* START Task input *

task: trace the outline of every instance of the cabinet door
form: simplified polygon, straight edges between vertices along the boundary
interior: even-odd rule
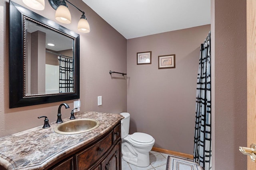
[[[91,147],[75,155],[76,170],[88,170],[113,145],[113,131]]]
[[[73,170],[73,157],[61,162],[57,166],[52,169],[52,170]]]
[[[121,170],[121,142],[119,142],[102,161],[102,170]]]
[[[97,165],[95,166],[92,167],[92,168],[90,169],[90,170],[101,170],[101,169],[100,168],[100,164],[98,165]]]

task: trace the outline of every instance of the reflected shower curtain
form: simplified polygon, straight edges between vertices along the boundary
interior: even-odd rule
[[[197,76],[194,161],[212,169],[210,31],[201,45]]]
[[[59,92],[74,92],[73,59],[62,56],[58,59],[60,64]]]

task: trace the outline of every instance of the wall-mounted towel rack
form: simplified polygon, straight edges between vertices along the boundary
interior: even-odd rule
[[[123,76],[124,75],[126,75],[126,73],[124,73],[123,72],[116,72],[115,71],[109,71],[109,74],[111,74],[112,73],[121,74]]]

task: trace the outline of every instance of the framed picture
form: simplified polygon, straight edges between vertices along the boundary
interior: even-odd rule
[[[175,55],[158,56],[158,69],[175,68]]]
[[[137,64],[151,64],[151,51],[137,53]]]

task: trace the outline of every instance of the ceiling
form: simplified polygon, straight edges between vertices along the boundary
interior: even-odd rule
[[[210,0],[82,0],[126,39],[210,23]]]

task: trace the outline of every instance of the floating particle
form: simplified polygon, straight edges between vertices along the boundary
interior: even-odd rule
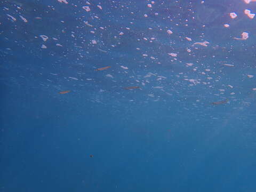
[[[204,42],[196,42],[194,44],[192,45],[192,46],[195,46],[195,45],[199,45],[203,46],[207,46],[207,44],[209,44],[210,43],[208,42],[207,41],[205,41]]]
[[[90,9],[90,7],[88,6],[83,6],[82,7],[83,7],[83,9],[84,9],[87,12],[91,11],[91,9]]]
[[[70,90],[67,90],[67,91],[63,91],[59,92],[59,94],[66,94],[69,93],[71,91]]]
[[[114,78],[114,77],[110,74],[107,74],[106,76],[108,77]]]
[[[107,69],[108,69],[109,68],[110,68],[111,67],[110,66],[107,66],[107,67],[102,67],[102,68],[98,68],[97,69],[95,70],[96,71],[102,71],[102,70],[106,70]]]
[[[68,4],[68,2],[66,0],[58,0],[58,1],[60,3],[64,3],[65,4]]]
[[[23,20],[23,21],[24,21],[25,22],[28,22],[28,20],[25,18],[23,17],[21,15],[20,15],[20,17]]]
[[[231,19],[235,19],[237,17],[237,15],[236,13],[229,13],[229,15],[230,16]]]
[[[191,38],[187,37],[186,37],[185,38],[186,38],[186,39],[187,40],[188,40],[188,41],[192,41],[192,39],[191,39]]]
[[[251,10],[246,9],[244,10],[244,13],[247,15],[247,16],[250,18],[250,19],[253,19],[253,18],[255,16],[255,14],[254,13],[251,13]]]
[[[139,87],[139,86],[132,86],[125,87],[124,89],[126,90],[131,90],[134,89],[140,89],[140,87]]]
[[[177,53],[167,53],[169,55],[171,55],[172,57],[177,57]]]
[[[249,4],[251,2],[255,2],[256,0],[244,0],[245,3]]]
[[[186,63],[186,65],[187,65],[187,66],[191,67],[191,66],[192,66],[194,64],[193,64],[193,63]]]
[[[223,66],[227,66],[227,67],[234,67],[235,65],[232,65],[232,64],[227,64],[227,63],[225,63],[225,64],[222,64]]]
[[[93,26],[92,26],[92,25],[89,24],[89,23],[88,23],[88,21],[84,21],[84,23],[85,23],[86,25],[87,25],[87,26],[89,26],[89,27],[93,27]],[[103,28],[103,29],[104,29],[104,28]]]
[[[12,17],[12,15],[9,15],[9,14],[6,14],[7,16],[10,17],[13,21],[16,21],[17,19],[15,18],[14,17]]]
[[[71,78],[71,79],[73,79],[73,80],[77,80],[77,81],[78,80],[78,79],[76,77],[68,77],[68,78]]]
[[[249,37],[249,34],[247,32],[243,32],[241,34],[241,38],[234,37],[237,40],[246,40]]]
[[[48,40],[48,38],[49,38],[47,36],[44,35],[39,35],[39,36],[41,37],[43,41],[44,42],[46,42],[47,40]]]
[[[212,102],[212,104],[213,104],[213,105],[220,105],[220,104],[223,104],[223,103],[226,103],[226,102],[227,102],[228,101],[228,99],[226,99],[226,100],[225,100],[223,101],[217,101],[217,102]]]
[[[128,67],[121,66],[120,67],[124,69],[128,69]]]

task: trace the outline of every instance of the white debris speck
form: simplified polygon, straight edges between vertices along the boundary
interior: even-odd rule
[[[188,41],[192,41],[192,39],[191,39],[191,38],[187,37],[186,37],[185,38],[186,38],[186,39],[187,40],[188,40]]]
[[[177,53],[167,53],[169,55],[171,55],[172,57],[177,57]]]
[[[121,66],[120,67],[124,69],[128,69],[128,67]]]
[[[230,16],[231,19],[235,19],[237,17],[236,13],[234,12],[229,13],[229,15]]]
[[[65,4],[68,4],[68,2],[66,0],[58,0],[58,1],[60,3],[64,3]]]
[[[223,66],[227,66],[227,67],[234,67],[235,65],[232,65],[232,64],[227,64],[227,63],[225,63],[225,64],[222,64]]]
[[[21,15],[20,15],[20,17],[23,20],[23,21],[24,21],[25,22],[28,22],[28,20],[25,18],[23,17]]]
[[[48,37],[44,35],[41,35],[39,36],[41,37],[43,41],[46,42],[48,39]]]
[[[12,15],[9,15],[9,14],[6,14],[7,16],[10,17],[13,21],[16,21],[17,19],[15,18],[12,17]]]
[[[90,7],[88,6],[83,6],[82,7],[83,7],[83,9],[84,9],[87,12],[91,11],[91,9],[90,9]]]
[[[114,78],[114,77],[110,74],[107,74],[106,75],[106,76],[108,77]]]
[[[249,37],[249,34],[247,32],[243,32],[241,34],[241,38],[234,37],[237,40],[246,40]]]
[[[195,46],[195,45],[199,45],[203,46],[207,46],[207,44],[209,44],[210,43],[208,42],[207,41],[205,41],[204,42],[196,42],[194,44],[192,45],[192,46]]]
[[[78,79],[76,77],[68,77],[68,78],[71,78],[71,79],[73,79],[73,80],[78,80]]]
[[[191,66],[192,66],[194,64],[193,64],[193,63],[186,63],[186,65],[187,65],[187,66],[191,67]]]

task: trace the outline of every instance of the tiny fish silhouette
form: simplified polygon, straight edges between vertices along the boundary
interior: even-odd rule
[[[67,90],[67,91],[63,91],[59,92],[59,94],[66,94],[69,93],[70,92],[70,90]]]
[[[96,71],[103,70],[106,70],[107,69],[108,69],[109,68],[110,68],[110,67],[111,67],[110,66],[104,67],[102,67],[102,68],[98,68],[95,70]]]
[[[139,86],[130,86],[130,87],[125,87],[124,89],[127,90],[131,90],[132,89],[140,89],[140,87]]]
[[[228,99],[225,100],[223,101],[217,101],[217,102],[213,102],[212,104],[213,105],[220,105],[220,104],[223,104],[226,103],[228,101]]]

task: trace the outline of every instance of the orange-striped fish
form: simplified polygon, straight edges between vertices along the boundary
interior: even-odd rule
[[[97,70],[97,71],[103,70],[106,70],[107,69],[108,69],[109,68],[110,68],[110,67],[111,67],[110,66],[104,67],[102,67],[101,68],[98,68],[95,70]]]
[[[63,91],[59,92],[59,94],[66,94],[69,93],[71,91],[70,90],[67,90],[67,91]]]
[[[131,90],[132,89],[140,89],[140,87],[139,86],[130,86],[130,87],[124,87],[124,89],[126,89],[127,90]]]

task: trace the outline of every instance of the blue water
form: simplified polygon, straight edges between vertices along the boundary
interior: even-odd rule
[[[0,192],[255,191],[256,3],[87,2],[0,1]]]

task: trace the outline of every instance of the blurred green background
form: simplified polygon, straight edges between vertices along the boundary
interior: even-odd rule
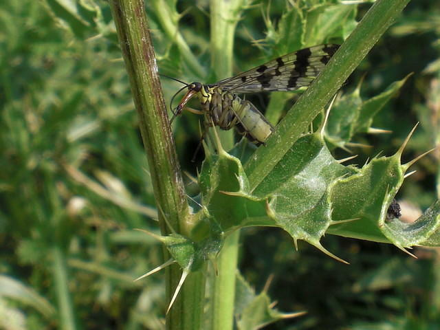
[[[188,81],[212,74],[208,1],[177,5],[185,11],[179,31],[199,72],[181,64],[154,12],[156,1],[147,2],[160,71]],[[272,1],[270,10],[268,3],[254,1],[239,23],[235,72],[261,62],[252,39],[267,36],[261,8],[274,23],[285,8],[283,1]],[[370,6],[359,6],[358,18]],[[372,146],[353,150],[358,164],[381,151],[394,153],[417,122],[403,160],[439,144],[439,36],[440,2],[413,1],[346,82],[344,90],[351,91],[363,79],[367,98],[414,73],[375,118],[375,127],[393,133],[356,137]],[[162,248],[133,230],[158,228],[108,4],[2,1],[0,64],[0,329],[164,329],[163,274],[133,281],[162,262]],[[163,86],[167,101],[180,87],[166,79]],[[190,162],[199,119],[185,115],[175,124],[179,157],[192,175],[203,156]],[[417,172],[397,195],[403,220],[414,221],[438,198],[439,156],[436,150],[413,166]],[[187,183],[190,195],[197,192]],[[346,265],[307,244],[295,251],[279,230],[243,234],[239,268],[246,280],[259,292],[273,274],[269,294],[278,308],[308,311],[265,329],[440,329],[435,249],[417,248],[415,259],[392,245],[328,235],[323,244]]]

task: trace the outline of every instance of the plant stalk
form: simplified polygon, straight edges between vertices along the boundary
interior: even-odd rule
[[[139,117],[139,126],[147,155],[159,224],[163,235],[173,230],[187,234],[191,217],[169,124],[157,67],[142,0],[112,0],[111,11],[131,92]],[[164,260],[170,257],[164,250]],[[177,265],[166,270],[167,301],[181,278]],[[204,302],[204,276],[192,273],[166,315],[168,329],[201,329]]]
[[[245,166],[252,190],[272,170],[307,131],[309,124],[341,87],[377,40],[400,15],[409,0],[377,0],[341,45],[316,80],[277,126],[266,146]]]

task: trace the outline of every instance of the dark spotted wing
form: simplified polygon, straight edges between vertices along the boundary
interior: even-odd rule
[[[234,93],[293,91],[309,85],[338,47],[324,44],[305,48],[213,85]]]

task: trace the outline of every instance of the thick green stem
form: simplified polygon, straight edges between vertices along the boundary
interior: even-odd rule
[[[399,16],[409,0],[377,0],[319,77],[280,122],[275,132],[245,165],[254,189],[308,129],[309,123]]]
[[[142,0],[113,0],[112,14],[139,116],[146,152],[159,223],[163,234],[170,226],[186,234],[190,217],[180,168],[157,76],[154,50]],[[169,256],[164,250],[165,258]],[[166,295],[169,303],[181,277],[178,266],[168,267]],[[204,277],[190,274],[178,298],[166,316],[168,329],[200,329],[203,320]]]

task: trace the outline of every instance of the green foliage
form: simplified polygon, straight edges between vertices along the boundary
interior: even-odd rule
[[[212,82],[207,1],[195,6],[147,2],[160,71]],[[234,72],[304,46],[342,42],[368,7],[287,2],[241,8]],[[279,309],[308,311],[272,329],[438,324],[434,253],[415,248],[419,259],[412,260],[393,245],[324,236],[400,248],[438,245],[439,154],[415,164],[417,173],[404,182],[408,168],[401,161],[439,143],[437,7],[414,1],[347,82],[324,126],[327,145],[320,132],[305,135],[252,191],[241,165],[248,149],[241,153],[239,146],[230,152],[239,157],[208,154],[200,186],[188,182],[189,195],[201,192],[202,209],[190,221],[189,237],[163,239],[182,267],[199,269],[215,259],[224,234],[253,227],[245,232],[243,276],[236,285],[239,329],[285,318],[274,310],[268,289],[256,294],[252,288],[270,274],[275,274],[270,296]],[[0,27],[0,269],[5,274],[0,314],[14,318],[14,329],[163,329],[162,277],[132,280],[162,263],[162,247],[132,230],[158,234],[152,221],[157,212],[126,72],[115,60],[120,50],[108,3],[3,1]],[[359,82],[365,74],[361,98]],[[166,100],[180,88],[175,82],[162,83]],[[267,116],[274,124],[292,97],[271,97],[273,112]],[[188,160],[198,142],[198,120],[185,114],[175,122],[182,166],[191,173],[195,166]],[[417,121],[421,124],[405,152],[395,153]],[[393,133],[367,134],[374,133],[372,126]],[[353,142],[373,148],[357,148]],[[335,159],[349,155],[337,147],[359,153],[360,164],[372,160],[363,166],[343,166]],[[372,157],[381,151],[393,155]],[[386,220],[396,195],[402,208],[408,201],[418,209],[432,206],[416,222]],[[406,219],[408,210],[402,210]],[[351,265],[300,243],[297,253],[291,238],[271,228],[256,232],[255,226],[283,228],[295,241],[325,246]],[[7,320],[0,319],[5,327]]]

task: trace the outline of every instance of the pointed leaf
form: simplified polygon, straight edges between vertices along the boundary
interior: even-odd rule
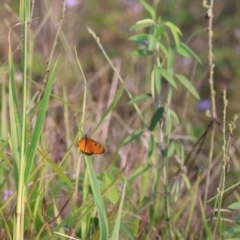
[[[152,97],[152,94],[151,94],[151,93],[141,94],[141,95],[139,95],[139,96],[136,96],[136,97],[132,98],[132,99],[128,102],[128,104],[133,104],[133,103],[136,103],[136,102],[145,100],[145,99],[150,98],[150,97]]]
[[[152,120],[151,120],[151,124],[149,126],[149,130],[150,131],[153,131],[153,129],[156,127],[157,123],[161,120],[161,118],[163,117],[163,113],[164,113],[164,108],[163,107],[159,107],[153,117],[152,117]]]
[[[123,140],[123,143],[122,143],[122,146],[132,142],[133,140],[139,138],[143,133],[143,130],[142,129],[138,129],[136,131],[134,131],[133,133],[131,133],[130,135],[128,135],[124,140]]]
[[[196,88],[192,85],[192,83],[183,75],[175,74],[177,79],[189,90],[190,93],[196,98],[200,99],[200,96],[196,90]]]

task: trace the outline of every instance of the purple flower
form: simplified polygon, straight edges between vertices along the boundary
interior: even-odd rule
[[[81,0],[66,0],[66,7],[67,8],[72,8],[81,3]]]
[[[7,201],[13,194],[13,190],[4,190],[3,191],[3,202]]]
[[[199,111],[205,111],[211,107],[210,99],[202,99],[197,104],[197,109]]]

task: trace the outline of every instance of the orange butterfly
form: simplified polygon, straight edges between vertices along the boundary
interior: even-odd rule
[[[88,138],[86,134],[82,139],[79,140],[78,147],[82,153],[89,156],[93,154],[102,154],[105,152],[104,147],[100,143]]]

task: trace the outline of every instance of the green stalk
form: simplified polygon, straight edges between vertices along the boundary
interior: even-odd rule
[[[26,144],[26,96],[27,96],[27,21],[26,11],[24,9],[23,22],[23,79],[22,79],[22,132],[21,132],[21,153],[19,162],[19,181],[18,181],[18,197],[17,197],[17,239],[24,239],[24,170],[25,170],[25,144]]]

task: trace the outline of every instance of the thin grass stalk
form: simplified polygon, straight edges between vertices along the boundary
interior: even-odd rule
[[[214,0],[210,1],[210,5],[207,4],[207,1],[203,1],[203,6],[207,8],[207,13],[209,16],[209,24],[208,24],[208,58],[209,58],[209,86],[210,86],[210,94],[211,94],[211,102],[212,102],[212,118],[216,119],[216,103],[215,103],[215,90],[214,90],[214,82],[213,82],[213,74],[214,74],[214,64],[213,64],[213,31],[212,31],[212,23],[213,23],[213,4]],[[206,209],[207,197],[208,197],[208,190],[210,184],[210,173],[211,173],[211,166],[212,166],[212,159],[213,159],[213,150],[214,150],[214,138],[215,138],[215,124],[211,129],[210,133],[210,149],[209,149],[209,167],[206,177],[206,187],[204,193],[204,201],[203,201],[203,208]]]
[[[120,80],[120,82],[123,84],[124,80],[122,79],[122,77],[120,76],[118,70],[114,67],[112,61],[110,60],[110,58],[108,57],[107,53],[105,52],[102,44],[100,43],[99,37],[97,37],[97,35],[95,34],[95,32],[92,31],[92,29],[88,28],[88,32],[93,36],[93,38],[95,39],[95,41],[97,42],[99,48],[101,49],[104,57],[107,59],[109,65],[111,66],[111,68],[113,69],[113,71],[116,73],[118,79]],[[130,93],[130,91],[128,90],[127,87],[125,87],[125,90],[129,96],[130,99],[132,99],[132,94]],[[134,108],[136,109],[137,114],[139,115],[140,119],[142,120],[143,124],[145,125],[145,127],[148,127],[143,115],[141,114],[141,111],[139,110],[138,106],[136,103],[133,104]]]
[[[226,181],[226,163],[227,163],[227,141],[226,141],[226,114],[227,114],[227,98],[226,98],[226,90],[223,91],[223,103],[224,103],[224,108],[223,108],[223,160],[222,160],[222,171],[221,171],[221,178],[218,186],[218,197],[216,199],[217,201],[217,206],[218,206],[218,214],[217,214],[217,219],[216,219],[216,224],[215,228],[213,231],[213,239],[215,239],[215,235],[217,232],[217,227],[218,227],[218,222],[221,221],[221,205],[222,205],[222,199],[223,199],[223,194],[224,194],[224,189],[225,189],[225,181]]]
[[[49,72],[50,72],[50,66],[51,66],[51,63],[52,63],[53,53],[54,53],[55,47],[57,46],[58,37],[59,37],[60,31],[62,29],[62,23],[63,23],[63,19],[64,19],[64,16],[65,16],[65,11],[66,11],[65,6],[66,6],[66,0],[63,0],[61,19],[60,19],[59,24],[57,26],[57,32],[56,32],[55,39],[54,39],[54,42],[53,42],[53,47],[51,48],[51,52],[50,52],[50,55],[49,55],[49,60],[47,62],[47,70],[46,70],[46,74],[45,74],[44,79],[43,79],[43,87],[47,83],[48,75],[49,75]],[[40,101],[42,94],[43,94],[43,91],[40,91],[39,95],[38,95],[38,98],[37,98],[37,103]]]
[[[21,152],[19,161],[19,181],[17,195],[17,219],[16,219],[16,238],[24,239],[24,216],[25,216],[25,153],[26,153],[26,108],[27,108],[27,65],[28,65],[28,20],[30,3],[20,2],[20,15],[23,23],[23,77],[22,77],[22,126],[21,126]]]
[[[164,156],[164,195],[165,195],[165,206],[166,206],[166,222],[168,226],[168,231],[169,231],[169,239],[172,239],[172,219],[171,219],[171,211],[170,211],[170,189],[169,189],[169,158],[168,158],[168,148],[170,146],[170,131],[171,131],[171,114],[170,114],[170,104],[171,104],[171,99],[172,99],[172,89],[171,86],[169,85],[169,92],[168,92],[168,98],[167,98],[167,106],[166,106],[166,119],[167,119],[167,124],[166,124],[166,133],[167,133],[167,151]],[[163,172],[164,172],[163,171]]]
[[[76,47],[74,47],[74,51],[75,51],[75,57],[76,57],[76,60],[77,60],[77,64],[78,64],[78,67],[81,71],[81,74],[82,74],[82,77],[83,77],[83,82],[84,82],[84,93],[83,93],[83,103],[82,103],[82,119],[81,119],[80,124],[79,124],[80,132],[81,132],[81,134],[83,134],[83,124],[84,124],[86,101],[87,101],[87,80],[86,80],[86,77],[85,77],[84,72],[82,70],[81,63],[78,59]],[[75,203],[77,202],[78,182],[79,182],[78,178],[79,178],[79,174],[80,174],[80,168],[81,168],[81,157],[78,158],[77,166],[76,166],[75,190],[74,190],[74,195],[73,195],[73,199],[74,199]]]

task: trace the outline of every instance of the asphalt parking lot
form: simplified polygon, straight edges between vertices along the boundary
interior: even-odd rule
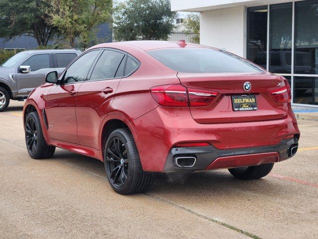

* END Task input *

▶ _What is asked_
Can you give the records again from the line with "task: trace the outline of every instance of the ceiling" to the line with "[[[210,0],[82,0],[126,39],[210,23]]]", swapping "even-odd rule" for "nonzero winding rule" and leaving everything else unchanged?

▶ _Answer below_
task: trace the outline of every instance of the ceiling
form: simplified polygon, straight edges between vertices along the boundary
interior: nonzero winding rule
[[[210,0],[82,0],[126,39],[210,23]]]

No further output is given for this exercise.